* Task directions
Rewrite everything from the start of the data down to and including the line containing "[0,558,75,620]", keeping the text before each set of results. Multiply every bounding-box coordinate in the results by 0.75 and round to whole numbers, halves up, and leave the pictures out.

Records from a data source:
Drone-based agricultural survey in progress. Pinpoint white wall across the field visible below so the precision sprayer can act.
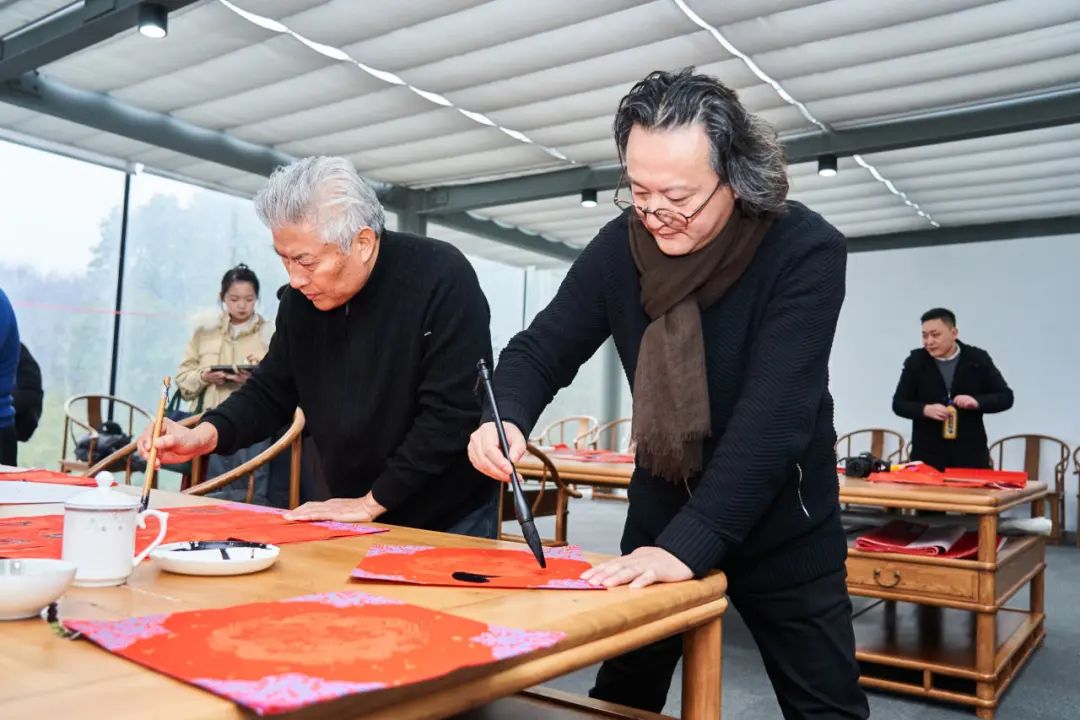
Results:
[831,235,1080,529]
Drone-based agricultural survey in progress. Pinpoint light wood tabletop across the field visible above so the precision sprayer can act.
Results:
[839,475,1047,515]
[0,488,727,720]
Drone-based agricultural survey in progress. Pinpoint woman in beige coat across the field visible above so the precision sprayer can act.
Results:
[176,263,273,504]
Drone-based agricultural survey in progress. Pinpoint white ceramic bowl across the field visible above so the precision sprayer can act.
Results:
[0,558,75,620]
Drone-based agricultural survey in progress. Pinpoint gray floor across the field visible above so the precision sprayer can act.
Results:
[508,491,1080,720]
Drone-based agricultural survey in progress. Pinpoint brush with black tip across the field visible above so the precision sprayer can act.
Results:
[476,359,548,568]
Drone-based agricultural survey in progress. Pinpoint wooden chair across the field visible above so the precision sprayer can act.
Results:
[531,415,599,449]
[180,408,305,510]
[582,418,634,452]
[83,412,205,488]
[835,427,906,463]
[989,434,1069,543]
[84,408,303,508]
[499,443,581,547]
[575,418,635,502]
[60,395,150,473]
[1072,445,1080,549]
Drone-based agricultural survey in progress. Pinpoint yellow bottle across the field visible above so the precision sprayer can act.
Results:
[942,405,957,440]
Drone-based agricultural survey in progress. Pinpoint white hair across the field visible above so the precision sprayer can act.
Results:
[255,157,386,253]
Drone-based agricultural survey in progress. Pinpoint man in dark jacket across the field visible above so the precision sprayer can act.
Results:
[11,343,44,443]
[892,308,1013,470]
[139,158,499,538]
[469,70,868,720]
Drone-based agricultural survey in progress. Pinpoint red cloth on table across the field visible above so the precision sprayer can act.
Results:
[866,463,1027,490]
[352,545,604,590]
[548,443,634,463]
[0,470,97,488]
[855,520,1005,558]
[64,592,565,715]
[0,503,386,558]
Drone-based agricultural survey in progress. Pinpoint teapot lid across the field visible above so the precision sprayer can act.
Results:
[64,472,139,510]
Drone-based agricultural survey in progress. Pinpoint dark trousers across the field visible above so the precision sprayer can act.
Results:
[0,425,18,465]
[589,519,869,720]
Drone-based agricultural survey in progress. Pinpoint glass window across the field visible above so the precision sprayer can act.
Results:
[118,174,287,423]
[0,141,124,470]
[428,222,525,359]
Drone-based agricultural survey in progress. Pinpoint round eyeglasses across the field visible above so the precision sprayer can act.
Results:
[612,179,724,230]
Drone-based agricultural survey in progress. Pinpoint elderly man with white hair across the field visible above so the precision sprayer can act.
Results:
[139,158,498,536]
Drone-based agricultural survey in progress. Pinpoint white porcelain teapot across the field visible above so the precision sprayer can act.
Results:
[63,473,168,587]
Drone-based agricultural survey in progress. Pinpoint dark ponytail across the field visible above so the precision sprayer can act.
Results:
[218,262,259,302]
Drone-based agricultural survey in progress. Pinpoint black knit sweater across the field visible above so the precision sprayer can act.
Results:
[495,203,847,587]
[206,231,497,530]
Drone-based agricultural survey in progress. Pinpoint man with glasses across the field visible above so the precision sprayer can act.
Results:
[139,158,498,538]
[469,69,868,718]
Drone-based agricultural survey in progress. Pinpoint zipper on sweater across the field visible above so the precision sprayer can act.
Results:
[795,463,810,517]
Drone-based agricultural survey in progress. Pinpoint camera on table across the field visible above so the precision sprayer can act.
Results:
[843,452,889,477]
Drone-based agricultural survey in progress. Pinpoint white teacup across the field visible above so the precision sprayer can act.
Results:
[63,473,168,587]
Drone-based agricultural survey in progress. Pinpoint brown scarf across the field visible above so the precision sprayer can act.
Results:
[630,205,773,483]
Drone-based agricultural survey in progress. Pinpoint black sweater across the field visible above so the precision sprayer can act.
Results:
[495,203,847,586]
[206,231,496,530]
[892,342,1013,470]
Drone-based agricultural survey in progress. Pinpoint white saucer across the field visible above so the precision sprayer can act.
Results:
[150,541,280,575]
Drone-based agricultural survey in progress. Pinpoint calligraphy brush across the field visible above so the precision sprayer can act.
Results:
[476,359,548,568]
[138,376,170,513]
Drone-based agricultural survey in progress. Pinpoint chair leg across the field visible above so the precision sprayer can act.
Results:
[1050,493,1062,545]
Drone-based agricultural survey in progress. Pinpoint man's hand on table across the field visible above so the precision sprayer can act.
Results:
[285,492,387,522]
[581,547,693,587]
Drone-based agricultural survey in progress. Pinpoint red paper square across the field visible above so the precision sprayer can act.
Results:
[352,545,604,590]
[65,592,565,715]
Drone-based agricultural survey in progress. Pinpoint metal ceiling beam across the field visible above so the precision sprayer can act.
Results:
[784,87,1080,163]
[0,0,195,81]
[432,213,581,262]
[0,72,396,199]
[420,89,1080,214]
[848,215,1080,253]
[419,167,622,214]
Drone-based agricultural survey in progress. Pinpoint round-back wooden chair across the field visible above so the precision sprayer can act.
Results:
[989,433,1069,543]
[84,408,305,508]
[59,394,150,473]
[180,408,305,510]
[1072,445,1080,549]
[499,443,581,547]
[576,418,634,452]
[532,415,599,449]
[83,412,205,488]
[835,427,907,463]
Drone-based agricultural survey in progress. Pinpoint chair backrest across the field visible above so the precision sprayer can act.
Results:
[989,433,1069,483]
[83,412,202,486]
[60,394,150,468]
[835,427,910,462]
[498,443,581,546]
[584,418,633,452]
[536,415,599,447]
[180,408,305,508]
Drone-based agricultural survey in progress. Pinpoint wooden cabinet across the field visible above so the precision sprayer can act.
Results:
[840,476,1047,718]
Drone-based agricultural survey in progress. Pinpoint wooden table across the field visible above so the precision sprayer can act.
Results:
[0,488,727,720]
[840,476,1048,718]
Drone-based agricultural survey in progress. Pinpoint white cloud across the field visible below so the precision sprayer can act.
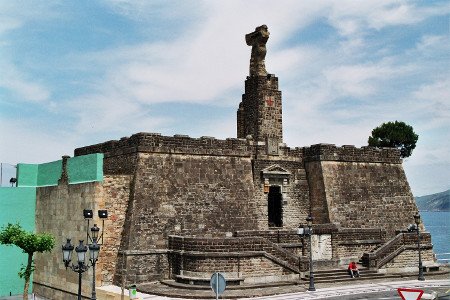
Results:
[0,0,450,195]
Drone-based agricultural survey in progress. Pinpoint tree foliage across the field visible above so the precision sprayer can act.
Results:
[0,223,55,299]
[368,121,419,158]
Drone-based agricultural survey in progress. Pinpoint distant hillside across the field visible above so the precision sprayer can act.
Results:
[415,190,450,211]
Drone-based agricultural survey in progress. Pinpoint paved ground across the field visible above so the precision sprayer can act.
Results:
[0,273,450,300]
[135,273,450,300]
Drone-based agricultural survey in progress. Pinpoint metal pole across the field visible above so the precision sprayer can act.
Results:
[216,273,219,300]
[91,260,97,300]
[417,224,425,281]
[78,263,83,300]
[308,226,316,292]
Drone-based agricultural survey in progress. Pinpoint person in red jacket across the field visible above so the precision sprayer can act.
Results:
[348,261,359,278]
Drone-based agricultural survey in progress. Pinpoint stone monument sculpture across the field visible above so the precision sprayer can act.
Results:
[245,25,270,76]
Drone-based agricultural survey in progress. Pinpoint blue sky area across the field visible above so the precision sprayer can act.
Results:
[0,0,450,196]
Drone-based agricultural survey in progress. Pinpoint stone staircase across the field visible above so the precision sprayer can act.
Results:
[303,268,392,283]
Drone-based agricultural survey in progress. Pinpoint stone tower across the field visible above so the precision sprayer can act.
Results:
[237,25,283,147]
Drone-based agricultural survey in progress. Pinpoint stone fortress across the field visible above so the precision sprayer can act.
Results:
[34,25,433,299]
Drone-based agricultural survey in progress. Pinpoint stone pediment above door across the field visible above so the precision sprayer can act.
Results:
[261,165,291,179]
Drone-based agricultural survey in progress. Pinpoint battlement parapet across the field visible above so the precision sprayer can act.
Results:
[303,144,402,164]
[75,132,252,157]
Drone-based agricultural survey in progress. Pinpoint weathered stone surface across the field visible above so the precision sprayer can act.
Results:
[35,26,432,299]
[245,25,270,76]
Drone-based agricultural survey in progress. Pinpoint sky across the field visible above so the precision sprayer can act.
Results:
[0,0,450,196]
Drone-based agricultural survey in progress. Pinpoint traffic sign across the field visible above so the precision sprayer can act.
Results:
[397,288,423,300]
[210,272,227,299]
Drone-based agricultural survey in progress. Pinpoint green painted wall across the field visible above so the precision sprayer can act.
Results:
[17,153,103,187]
[17,164,39,187]
[0,187,36,297]
[67,153,103,183]
[0,154,103,297]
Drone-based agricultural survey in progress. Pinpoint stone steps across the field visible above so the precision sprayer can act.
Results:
[303,268,399,283]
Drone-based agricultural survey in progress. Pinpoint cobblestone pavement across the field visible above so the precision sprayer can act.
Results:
[137,274,450,300]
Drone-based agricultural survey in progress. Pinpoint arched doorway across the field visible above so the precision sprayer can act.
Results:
[267,185,283,227]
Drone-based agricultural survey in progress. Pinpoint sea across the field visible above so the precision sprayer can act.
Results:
[420,211,450,263]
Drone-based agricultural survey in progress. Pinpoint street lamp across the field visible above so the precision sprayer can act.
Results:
[306,216,316,292]
[414,213,425,281]
[62,209,108,300]
[62,239,89,300]
[83,209,108,300]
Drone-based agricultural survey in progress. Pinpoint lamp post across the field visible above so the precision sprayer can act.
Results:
[62,239,89,300]
[89,224,100,299]
[414,213,425,281]
[306,216,316,292]
[62,209,108,300]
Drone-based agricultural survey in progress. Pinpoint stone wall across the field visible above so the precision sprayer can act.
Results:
[380,249,435,273]
[237,75,283,144]
[169,236,307,281]
[98,175,132,285]
[33,182,103,299]
[304,145,417,236]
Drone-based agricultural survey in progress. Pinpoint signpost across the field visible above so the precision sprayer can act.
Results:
[397,288,423,300]
[210,272,227,300]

* Response to the exercise
Drone-based agricultural survey in progress. Pinpoint white wall across the field visible below so the precision sprayer can act.
Results:
[623,176,810,397]
Drone-based agricultural survey in progress. Pinpoint light wood tabletop across the field visible above so the precision sprayer can act.
Results:
[629,356,785,386]
[0,366,545,540]
Drone-based agricultural survey in progress. Pinpoint woman in beige coat across the field visible above so the precision sprayer can act.
Results:
[132,197,205,378]
Drone-based agricultural survey in progress. Pinpoint white ceramic bowl across the field visible above so the precision sprayer can act.
Results:
[0,419,56,465]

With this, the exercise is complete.